DIRECTIONS: Reproduce the lines below word for word.

[Stored data]
- - -

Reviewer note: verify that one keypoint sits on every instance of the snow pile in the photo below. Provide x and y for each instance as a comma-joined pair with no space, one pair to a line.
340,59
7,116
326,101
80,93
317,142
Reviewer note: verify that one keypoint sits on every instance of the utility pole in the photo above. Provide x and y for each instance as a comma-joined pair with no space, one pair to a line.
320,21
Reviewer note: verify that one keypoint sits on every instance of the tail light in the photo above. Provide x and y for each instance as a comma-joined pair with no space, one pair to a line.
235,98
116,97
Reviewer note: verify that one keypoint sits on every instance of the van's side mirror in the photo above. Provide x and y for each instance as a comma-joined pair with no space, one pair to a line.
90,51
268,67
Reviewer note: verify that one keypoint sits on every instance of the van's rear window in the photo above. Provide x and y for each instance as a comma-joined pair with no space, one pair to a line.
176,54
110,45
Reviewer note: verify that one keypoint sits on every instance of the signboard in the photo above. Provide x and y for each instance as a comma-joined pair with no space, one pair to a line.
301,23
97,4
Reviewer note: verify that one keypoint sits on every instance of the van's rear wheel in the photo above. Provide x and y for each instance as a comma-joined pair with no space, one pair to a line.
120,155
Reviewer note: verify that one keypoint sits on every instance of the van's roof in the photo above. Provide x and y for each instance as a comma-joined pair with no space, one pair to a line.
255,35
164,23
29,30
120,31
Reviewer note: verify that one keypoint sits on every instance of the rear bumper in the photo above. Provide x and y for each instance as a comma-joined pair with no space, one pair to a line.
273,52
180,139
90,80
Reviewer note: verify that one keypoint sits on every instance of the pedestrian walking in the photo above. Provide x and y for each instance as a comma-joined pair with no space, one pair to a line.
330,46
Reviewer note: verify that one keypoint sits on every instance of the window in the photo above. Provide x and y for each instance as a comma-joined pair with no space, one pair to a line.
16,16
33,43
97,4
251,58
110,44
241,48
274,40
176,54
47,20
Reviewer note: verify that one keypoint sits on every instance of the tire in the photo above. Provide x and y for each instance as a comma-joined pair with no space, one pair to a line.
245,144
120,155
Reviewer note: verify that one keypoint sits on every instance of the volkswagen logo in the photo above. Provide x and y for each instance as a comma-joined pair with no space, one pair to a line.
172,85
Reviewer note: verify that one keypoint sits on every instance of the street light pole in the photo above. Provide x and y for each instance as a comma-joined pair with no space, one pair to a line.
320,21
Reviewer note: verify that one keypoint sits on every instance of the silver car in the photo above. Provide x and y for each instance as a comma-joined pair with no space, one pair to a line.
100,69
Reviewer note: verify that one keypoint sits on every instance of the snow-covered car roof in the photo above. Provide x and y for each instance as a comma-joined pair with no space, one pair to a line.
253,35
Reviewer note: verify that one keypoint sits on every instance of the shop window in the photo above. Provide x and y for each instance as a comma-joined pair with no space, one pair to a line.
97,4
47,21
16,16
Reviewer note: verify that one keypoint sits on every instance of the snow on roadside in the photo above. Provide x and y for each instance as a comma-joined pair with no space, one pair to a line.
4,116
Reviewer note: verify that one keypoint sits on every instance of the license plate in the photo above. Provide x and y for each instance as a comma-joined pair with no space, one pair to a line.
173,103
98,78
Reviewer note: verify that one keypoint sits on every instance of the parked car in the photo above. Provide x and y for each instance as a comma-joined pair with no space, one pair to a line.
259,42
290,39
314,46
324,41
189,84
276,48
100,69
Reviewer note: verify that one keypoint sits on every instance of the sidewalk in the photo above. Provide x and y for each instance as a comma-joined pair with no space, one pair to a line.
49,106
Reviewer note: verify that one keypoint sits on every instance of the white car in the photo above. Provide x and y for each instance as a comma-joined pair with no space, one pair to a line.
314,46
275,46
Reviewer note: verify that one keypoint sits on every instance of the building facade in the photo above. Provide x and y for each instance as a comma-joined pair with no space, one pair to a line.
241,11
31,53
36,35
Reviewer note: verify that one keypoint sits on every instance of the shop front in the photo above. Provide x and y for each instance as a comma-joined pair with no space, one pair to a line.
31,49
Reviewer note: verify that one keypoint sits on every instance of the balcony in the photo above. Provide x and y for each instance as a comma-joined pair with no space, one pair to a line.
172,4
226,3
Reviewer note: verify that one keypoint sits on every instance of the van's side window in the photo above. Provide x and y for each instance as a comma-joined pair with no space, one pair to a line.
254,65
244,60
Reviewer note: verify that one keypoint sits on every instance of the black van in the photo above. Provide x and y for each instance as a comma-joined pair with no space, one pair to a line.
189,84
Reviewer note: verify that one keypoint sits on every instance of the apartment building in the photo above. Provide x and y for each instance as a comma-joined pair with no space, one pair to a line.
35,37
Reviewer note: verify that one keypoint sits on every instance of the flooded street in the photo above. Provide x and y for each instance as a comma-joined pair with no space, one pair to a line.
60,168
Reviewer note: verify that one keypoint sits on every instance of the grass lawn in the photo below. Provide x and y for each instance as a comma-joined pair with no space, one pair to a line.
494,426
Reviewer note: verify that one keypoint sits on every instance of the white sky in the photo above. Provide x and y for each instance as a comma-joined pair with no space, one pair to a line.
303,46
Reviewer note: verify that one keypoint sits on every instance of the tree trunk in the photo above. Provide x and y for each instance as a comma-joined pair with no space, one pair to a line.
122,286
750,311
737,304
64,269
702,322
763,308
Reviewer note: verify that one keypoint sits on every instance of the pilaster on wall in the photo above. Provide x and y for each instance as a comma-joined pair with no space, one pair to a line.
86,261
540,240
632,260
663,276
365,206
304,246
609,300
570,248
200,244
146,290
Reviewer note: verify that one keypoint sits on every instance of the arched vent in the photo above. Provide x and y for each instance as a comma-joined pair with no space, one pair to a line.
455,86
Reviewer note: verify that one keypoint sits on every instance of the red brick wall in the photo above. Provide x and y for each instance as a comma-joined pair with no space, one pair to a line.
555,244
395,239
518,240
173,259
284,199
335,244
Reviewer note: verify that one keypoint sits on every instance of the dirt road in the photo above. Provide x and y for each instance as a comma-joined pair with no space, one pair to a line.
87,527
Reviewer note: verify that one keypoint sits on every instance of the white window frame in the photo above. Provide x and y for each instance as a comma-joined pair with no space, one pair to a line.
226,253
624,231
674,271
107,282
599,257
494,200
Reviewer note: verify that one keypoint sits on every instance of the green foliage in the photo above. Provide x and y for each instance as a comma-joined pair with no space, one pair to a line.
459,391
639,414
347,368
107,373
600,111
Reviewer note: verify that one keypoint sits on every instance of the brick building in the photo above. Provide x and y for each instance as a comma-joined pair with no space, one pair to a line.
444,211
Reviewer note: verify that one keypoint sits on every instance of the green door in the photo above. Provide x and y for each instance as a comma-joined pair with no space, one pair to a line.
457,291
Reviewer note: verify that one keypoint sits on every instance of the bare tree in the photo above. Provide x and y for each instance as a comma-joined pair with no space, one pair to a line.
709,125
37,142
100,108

- - -

OUTPUT FOR THIS TASK:
Reviewer note: verify that one keypoint sits on every instance of the snow pile in the photo below. Provide x and y for each instance as a comma-joined pair with no space, one pair to a line.
340,59
7,116
326,101
80,93
317,142
Reviewer note: verify that one keypoint sits on every instance of the utility pole in the photo above. Provide x and y for each instance as a comma-joined pair with no space, one pair to a line.
320,21
Reviewer note: verify that one keypoint sits on every instance of the tail light in the photo above. Provide x and y for each instance as a comma-joined pair with no space, one pair to a line.
235,98
116,97
Reviewer note: verify that one keypoint sits on every instance of the van's side mirror in the photo above. Provide x and y for each instance as a comma-joined pair with no space, one pair to a line.
90,51
268,67
Reviewer note: verify that one keypoint sits on every instance of the van's rear window in the photo above. Provide x and y for each instance as a comma-joined pair with no space, one pair to a line.
176,54
110,45
Reviewer note: verify that one keypoint sits on every instance of the signboard in the photo above. Provide x and y for each instance as a comma-joined pair with no space, one pair to a line.
301,23
97,4
Reviewer note: verify that one keypoint sits on every instance of the van's rear wheel in the photo above. Provide x and y for each instance as a comma-joined pair with no space, one pair to a line.
120,155
Reviewer note: verify that one keypoint sits on every instance of the van's roof in the photo above. Provide x and y for each instance as a comma-joined pair with no space, one pair to a line.
255,35
164,23
29,30
120,31
Reviewer note: verify that one keypoint sits on every instance of the rear bumper in the photo above. Provide x and y for each instance as a comma-joined pair with no space, one pair to a line.
273,52
180,139
90,80
Reviewer note: verify that one keypoint sits on every instance of the pedestrian walking in the photo above. Provide x and y for each instance as a comma-joined pair with no space, one pair to a line.
330,46
Reviewer note: verify that one keypoint sits on every instance of the window in the photo above. Provide x and y for each instance as a comma-joined pair with no space, one pair to a line.
16,16
33,43
97,4
251,58
110,44
241,48
274,40
176,54
47,20
Reviewer note: verify that one keypoint sits on every instance of the tire in the photo above. Provide x and y for each instance as a comma-joined pair with no space, one pair to a line.
245,144
120,155
Reviewer note: verify that one keypoint sits on every instance of the volkswagen logo in the photo above. Provide x and y for each instance as a comma-joined pair with no space, one pair to a line.
172,85
Reviewer note: verify that one keypoint sits on every instance of the street light pole in the photo above. Provide x and y for each instance as a comma-joined pair with no space, one pair to a line.
320,21
Reviewer note: verify that one keypoint sits on every instance of the silver car in the photo above. Provide x and y for each instance as a comma-joined pair with no space, one pair to a line.
100,69
Reviewer note: verify that one keypoint sits on every instance of the snow-covered car roof in the photo above. Provide x and y for each instance as a comma-joined pair with no space, one pair to a line.
253,35
Reviewer note: verify that one keypoint sits on every instance of the shop window in the photo above. Provide x and y for each instance as a comma-joined pair with no space, one pair to a line.
97,4
47,21
16,16
Reviewer note: verify that one keypoint sits on every instance of the snow on roadside in the photo above. Provide x and y for each instance as a comma-joined pair with no space, one pair to a line.
4,116
Reviewer note: verify that one keypoint sits on every instance of the license plate in the photo above. Provide x and y for each instance as a comma-joined pair with no space, one pair to a line.
173,103
98,78
Reviewer note: verify that one keypoint sits on every instance of the parked car in the photo above. Provide x and y for each instance as a comma-joined pair with no space, one pair to a line.
259,42
290,39
314,46
324,41
189,84
276,48
100,69
Reviewer note: verify that one keypoint sits on every instance of the sidewalk in the photo above. Provide x and y for each instance as a comma-joined pair with no space, one pair to a line.
49,106
Reviewer note: verify that one keypoint sits on every instance of the white car in the photo above. Provide x and y for each instance as a comma-joined pair with no space, one pair to a line.
314,46
275,46
Reviewer note: verify that one keypoint sits on every instance of the building facade in the photo above. Provide x and y for each instance as a comma-joined pair with no space, one pair to a line.
241,11
31,53
36,35
Reviewer note: verify that one keypoint sits on every instance of the shop front in the photo above. Provide x and y for each instance as a comma-joined pair with no space, one pair to a line.
31,49
Reviewer note: verify that one keypoint sits on every instance of the balcony in the photo above. Provide x and y for each instance as a comma-joined pair with no space, one pair to a line.
172,4
226,3
Reviewer note: verify that one keypoint sits on every instance of the van's side window in the photo above. Provide x and y for each instance as a comma-joined pair with no space, one pair to a line.
254,65
244,60
Reviewer note: verify that one keypoint sits on every instance of the black van in the photo above. Provide x and y for each instance as a comma-joined pair with no space, one pair to a line.
189,84
Reviewer note: verify that one keypoint sits on every instance of the apartment building in the photo above. Provide x and y for each instance as a comma-joined pair with no space, one pair to a line.
35,37
Reviewer note: verify that one keypoint sits on every instance of the flooded street in the photo above. Provide x and y for each instance as a comma-joined pair with no space, one pair to a line.
60,168
Reviewer note: verify that one keypoint sits on every instance of the grass lawn in the photo below. Provide x and y for each instance as a comma-joined pair with no space, one pair to a line.
494,426
Reviewer note: verify that one keypoint sits on every instance of the white sky in the photo above. Provide x and y for each instance as a comma-joined pair with no space, one pair to a line.
303,46
Reviewer note: verify that one keypoint sits on every instance of the tree trunk in the photo above. Provide x and y for each instance as a comma-joined pair with no space, one pair to a line.
122,286
750,311
737,304
64,269
702,322
763,308
Reviewer note: verify that one keypoint sits on every instance of the pilaster on wall in the photo above. Provide x and y for each instance as a comma-joined pair with no space, one pair to a line.
86,261
540,240
632,260
663,276
365,206
304,246
609,300
570,248
200,244
146,290
Reviewer note: verify that one keypoint sits on every instance of the arched vent in the photo above. Provide x and y for each instance as a comma-joined pair with no space, one pair to a line.
455,86
Reviewer note: verify that one keypoint sits on every instance of the red brick wall in the photo above. Provide x and y for each instance as a comma-joined pair with no space, one pair to a line.
555,244
395,239
518,240
173,259
284,199
335,244
Reviewer note: verify that one keypoint sits on every instance of the dirt road in the photo above. Provide x and y for each instance as a comma-joined pair with no space, one pair to a line.
87,527
Reviewer note: verify that one keypoint sits on every instance of the white window frame in the photo above. Provide x and y for each instance as a comma-joined pair with no space, one pair to a line.
226,253
624,231
674,271
107,282
599,257
494,200
Reviewer note: verify that one keypoint sits on every instance of the green foliage in the photo above. Provide x and y for each instance as a comma-joined pair with no space, one pair to a line.
459,391
639,414
347,368
107,373
600,111
Reviewer note: verify that one keypoint sits on every instance of the brick building in the photo above. Provide x and y for each instance as a comma-joined pair with no space, one pair to a line.
444,211
Reviewer note: verify that one keypoint sits on every instance of the green door in the photo above. Provide x and y for each instance as a comma-joined pair with no space, one pair to a line.
457,291
Reviewer note: verify that one keypoint sits on every instance of the bare tree in the photo above. Provide x and y for each instance as a comma-joined pair with no space, one pair to a line.
709,125
37,142
100,108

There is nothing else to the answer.